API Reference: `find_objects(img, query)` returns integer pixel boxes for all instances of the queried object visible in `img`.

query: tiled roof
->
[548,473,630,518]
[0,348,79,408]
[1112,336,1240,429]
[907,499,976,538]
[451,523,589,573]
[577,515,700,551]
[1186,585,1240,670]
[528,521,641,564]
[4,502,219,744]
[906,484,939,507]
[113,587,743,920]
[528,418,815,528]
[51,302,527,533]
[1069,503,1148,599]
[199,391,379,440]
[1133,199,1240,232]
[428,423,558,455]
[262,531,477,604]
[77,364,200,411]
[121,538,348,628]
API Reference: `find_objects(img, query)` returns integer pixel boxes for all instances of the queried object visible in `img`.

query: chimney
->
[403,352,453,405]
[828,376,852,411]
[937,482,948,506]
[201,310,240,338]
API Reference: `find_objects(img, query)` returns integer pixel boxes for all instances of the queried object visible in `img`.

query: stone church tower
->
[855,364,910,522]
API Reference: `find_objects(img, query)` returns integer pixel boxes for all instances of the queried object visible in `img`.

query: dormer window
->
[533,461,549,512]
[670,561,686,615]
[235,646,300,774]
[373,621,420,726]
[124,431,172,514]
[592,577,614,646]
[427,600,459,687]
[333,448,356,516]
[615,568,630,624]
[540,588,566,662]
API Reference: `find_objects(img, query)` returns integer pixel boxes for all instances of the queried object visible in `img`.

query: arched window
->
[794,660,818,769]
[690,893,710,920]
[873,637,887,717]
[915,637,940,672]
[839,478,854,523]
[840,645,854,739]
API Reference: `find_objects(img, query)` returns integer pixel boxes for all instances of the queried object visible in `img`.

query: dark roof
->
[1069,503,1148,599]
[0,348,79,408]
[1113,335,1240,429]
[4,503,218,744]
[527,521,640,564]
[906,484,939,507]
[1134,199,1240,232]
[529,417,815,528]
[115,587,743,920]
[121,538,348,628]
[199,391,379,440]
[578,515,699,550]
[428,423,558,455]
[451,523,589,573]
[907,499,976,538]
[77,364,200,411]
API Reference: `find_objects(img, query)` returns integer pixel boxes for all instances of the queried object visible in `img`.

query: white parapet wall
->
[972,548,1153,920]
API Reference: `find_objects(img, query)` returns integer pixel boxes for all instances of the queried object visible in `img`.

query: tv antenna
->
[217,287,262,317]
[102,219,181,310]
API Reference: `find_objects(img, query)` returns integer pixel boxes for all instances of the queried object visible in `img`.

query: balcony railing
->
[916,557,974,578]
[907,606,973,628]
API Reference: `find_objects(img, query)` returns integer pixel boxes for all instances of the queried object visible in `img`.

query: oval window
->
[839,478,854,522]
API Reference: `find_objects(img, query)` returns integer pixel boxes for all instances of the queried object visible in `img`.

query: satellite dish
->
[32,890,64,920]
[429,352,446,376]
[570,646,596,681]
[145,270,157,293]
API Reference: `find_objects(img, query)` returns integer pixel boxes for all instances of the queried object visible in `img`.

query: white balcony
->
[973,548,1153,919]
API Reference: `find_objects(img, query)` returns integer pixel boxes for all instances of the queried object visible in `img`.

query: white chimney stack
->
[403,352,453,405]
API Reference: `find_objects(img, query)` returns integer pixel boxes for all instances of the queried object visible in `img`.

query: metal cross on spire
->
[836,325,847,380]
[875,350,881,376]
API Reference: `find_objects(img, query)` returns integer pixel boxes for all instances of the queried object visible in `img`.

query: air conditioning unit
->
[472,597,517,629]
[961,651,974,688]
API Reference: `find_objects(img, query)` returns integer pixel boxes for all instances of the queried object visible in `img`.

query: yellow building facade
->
○ ○ ○ ○
### [WHAT IS BEING ASKED]
Return every line from the entries that holds the string "white".

### [RESPONSE]
query: white parapet wall
query: white balcony
query: white chimney stack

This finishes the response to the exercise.